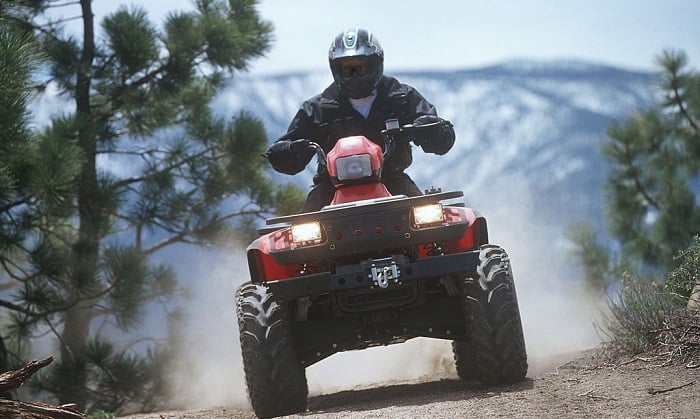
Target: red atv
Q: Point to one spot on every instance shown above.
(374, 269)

---

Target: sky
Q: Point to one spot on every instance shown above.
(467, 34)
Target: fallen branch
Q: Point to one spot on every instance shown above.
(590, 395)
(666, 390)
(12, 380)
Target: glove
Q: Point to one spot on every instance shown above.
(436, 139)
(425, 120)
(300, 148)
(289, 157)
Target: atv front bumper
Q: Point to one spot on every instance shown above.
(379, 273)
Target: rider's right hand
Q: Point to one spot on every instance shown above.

▸ **ASSIGNED TASK**
The lines to return are those with the string "Target" in them; copy each from the entries above.

▸ **ANSWER FOR THE TASK**
Target: red atv
Target: sky
Target: fallen branch
Target: glove
Target: atv front bumper
Target: rider's right hand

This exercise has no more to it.